Collection entries:
********

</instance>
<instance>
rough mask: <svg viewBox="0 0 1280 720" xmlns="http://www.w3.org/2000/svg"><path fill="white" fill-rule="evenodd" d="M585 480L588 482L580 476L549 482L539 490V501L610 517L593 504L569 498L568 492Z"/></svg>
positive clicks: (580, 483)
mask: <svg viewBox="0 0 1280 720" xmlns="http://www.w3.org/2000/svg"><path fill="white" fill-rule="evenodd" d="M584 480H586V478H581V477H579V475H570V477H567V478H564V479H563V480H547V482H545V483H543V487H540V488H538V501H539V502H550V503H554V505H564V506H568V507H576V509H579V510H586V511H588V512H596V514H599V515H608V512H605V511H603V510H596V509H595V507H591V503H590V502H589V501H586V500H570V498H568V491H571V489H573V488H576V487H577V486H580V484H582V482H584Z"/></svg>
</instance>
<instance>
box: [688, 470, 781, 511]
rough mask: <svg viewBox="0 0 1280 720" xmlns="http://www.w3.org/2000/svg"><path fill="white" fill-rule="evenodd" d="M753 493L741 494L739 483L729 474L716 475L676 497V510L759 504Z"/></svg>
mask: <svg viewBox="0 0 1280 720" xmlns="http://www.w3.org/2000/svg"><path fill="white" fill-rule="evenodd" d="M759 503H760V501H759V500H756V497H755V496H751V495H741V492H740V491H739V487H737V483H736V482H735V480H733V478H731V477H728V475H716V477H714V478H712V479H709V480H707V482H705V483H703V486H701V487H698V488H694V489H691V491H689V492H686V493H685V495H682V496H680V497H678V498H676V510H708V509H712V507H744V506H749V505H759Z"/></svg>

********

▸ **Work instruction**:
Convert every line of the records above into a numbered list, leaving out any blank lines.

▸ **Reply to the exercise**:
1. </instance>
2. <instance>
3. rough mask: <svg viewBox="0 0 1280 720" xmlns="http://www.w3.org/2000/svg"><path fill="white" fill-rule="evenodd" d="M585 480L588 482L580 476L549 482L539 490V501L610 517L593 504L569 498L568 492Z"/></svg>
4. positive clicks: (580, 483)
5. mask: <svg viewBox="0 0 1280 720" xmlns="http://www.w3.org/2000/svg"><path fill="white" fill-rule="evenodd" d="M584 480H586V478H581V477H579V475H570V477H567V478H564V479H563V480H547V482H545V483H543V487H540V488H538V501H539V502H550V503H554V505H564V506H568V507H576V509H579V510H586V511H588V512H596V514H599V515H608V512H605V511H603V510H596V509H595V507H591V503H590V502H589V501H586V500H570V498H568V491H571V489H573V488H576V487H577V486H580V484H582V482H584Z"/></svg>
6. </instance>
7. <instance>
8. box: [688, 470, 781, 511]
9. rough mask: <svg viewBox="0 0 1280 720" xmlns="http://www.w3.org/2000/svg"><path fill="white" fill-rule="evenodd" d="M753 493L741 494L739 483L729 474L716 475L676 497V510L759 504Z"/></svg>
10. mask: <svg viewBox="0 0 1280 720" xmlns="http://www.w3.org/2000/svg"><path fill="white" fill-rule="evenodd" d="M759 503H760V501H759V500H756V497H755V496H751V495H741V492H740V491H739V487H737V483H736V482H735V480H733V478H731V477H728V475H716V477H714V478H712V479H709V480H707V482H705V483H703V486H701V487H698V488H694V489H691V491H689V492H686V493H685V495H682V496H680V497H678V498H676V510H708V509H712V507H744V506H749V505H759Z"/></svg>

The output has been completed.